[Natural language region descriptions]
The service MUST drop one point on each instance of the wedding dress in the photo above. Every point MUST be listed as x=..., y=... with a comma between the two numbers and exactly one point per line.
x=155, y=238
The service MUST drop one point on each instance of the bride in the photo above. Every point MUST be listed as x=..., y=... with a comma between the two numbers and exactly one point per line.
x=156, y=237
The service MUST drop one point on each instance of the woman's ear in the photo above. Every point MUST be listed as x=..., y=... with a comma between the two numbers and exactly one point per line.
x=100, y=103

- [Work to be completed] Each record must be duplicated exactly, with none missing.

- [Exercise result]
The service MUST drop one point on each instance of the wedding dress in the photo above. Every point MUST be listed as x=..., y=... with a comma between the two numbers and exactly one point per line.
x=155, y=238
The service MUST drop one point on each instance of the bride in the photo above. Every point MUST be listed as x=..., y=... with a comma between the two numbers and exactly one point per line.
x=156, y=237
The service MUST drop one point on each instance of the woman's ear in the photo above. Every point MUST be listed as x=..., y=... with a comma between the two numbers and exactly one point per line.
x=100, y=103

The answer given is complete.